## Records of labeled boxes
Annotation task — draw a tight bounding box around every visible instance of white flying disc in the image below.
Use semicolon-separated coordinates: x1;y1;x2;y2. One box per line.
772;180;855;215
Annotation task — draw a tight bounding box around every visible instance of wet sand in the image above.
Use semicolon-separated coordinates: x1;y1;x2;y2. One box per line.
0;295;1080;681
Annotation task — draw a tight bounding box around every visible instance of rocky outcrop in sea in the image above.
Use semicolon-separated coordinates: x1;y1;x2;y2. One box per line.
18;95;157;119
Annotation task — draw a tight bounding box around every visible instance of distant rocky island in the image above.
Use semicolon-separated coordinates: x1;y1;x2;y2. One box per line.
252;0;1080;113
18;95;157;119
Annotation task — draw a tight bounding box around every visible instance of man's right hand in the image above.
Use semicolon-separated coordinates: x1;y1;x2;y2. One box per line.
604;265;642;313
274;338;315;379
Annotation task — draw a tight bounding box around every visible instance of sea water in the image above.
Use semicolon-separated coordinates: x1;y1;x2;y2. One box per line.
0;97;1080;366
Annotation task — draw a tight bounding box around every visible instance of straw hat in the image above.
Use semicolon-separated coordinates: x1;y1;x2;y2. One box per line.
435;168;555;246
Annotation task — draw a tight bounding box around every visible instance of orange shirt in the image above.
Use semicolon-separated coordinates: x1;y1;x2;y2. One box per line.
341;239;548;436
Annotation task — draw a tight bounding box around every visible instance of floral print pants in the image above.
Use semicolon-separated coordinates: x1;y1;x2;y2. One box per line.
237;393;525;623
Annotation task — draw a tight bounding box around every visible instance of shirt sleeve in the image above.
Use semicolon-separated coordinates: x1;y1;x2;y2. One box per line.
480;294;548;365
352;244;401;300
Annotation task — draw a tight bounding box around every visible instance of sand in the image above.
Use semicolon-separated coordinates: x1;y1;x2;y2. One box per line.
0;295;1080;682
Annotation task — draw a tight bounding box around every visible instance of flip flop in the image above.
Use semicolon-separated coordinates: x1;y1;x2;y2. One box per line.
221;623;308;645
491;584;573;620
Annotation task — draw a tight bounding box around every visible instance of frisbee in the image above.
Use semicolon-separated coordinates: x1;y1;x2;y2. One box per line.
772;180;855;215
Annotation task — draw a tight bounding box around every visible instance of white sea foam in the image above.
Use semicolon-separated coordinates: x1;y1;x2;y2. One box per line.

## Work to complete
Reproduce the part of the material that begins with the line containing "pants in the image above." and continues through the end of the material, keeping every line unchanged.

## Reply to the exercise
Annotation task — draw a tight bounding box around every visible instance of floral print pants in the image above.
Use semicolon-separated coordinates: x1;y1;x2;y2. One box per line.
237;393;525;623
Annotation task — draw a tight bounding box around every visible instance of shirt sleeve in the image above.
Use semicolon-separated coordinates: x1;y1;x2;y2. One box per line.
480;294;548;365
352;244;401;300
Annotation task — draw a tight bounding box around every visible instance of sand in the image above.
Use semicolon-separated coordinates: x1;y1;x2;y2. One box per line.
0;295;1080;682
Annotation task — draw a tight bounding box around every visible instance of flip flop in the image above.
Use semicolon-separated coordinates: x1;y1;x2;y2. One box per line.
221;623;308;645
491;584;573;620
Annotation task — draw a tight bounding box around every visible instance of frisbee in the image above.
Use semicolon-separated coordinates: x1;y1;x2;y2. One box per line.
772;180;855;215
Annotation task — draw a tight bounding box around every visible instance of white sea foam in the image above.
Use semicolon-separated coordinates: x1;y1;x2;y2. One box per line.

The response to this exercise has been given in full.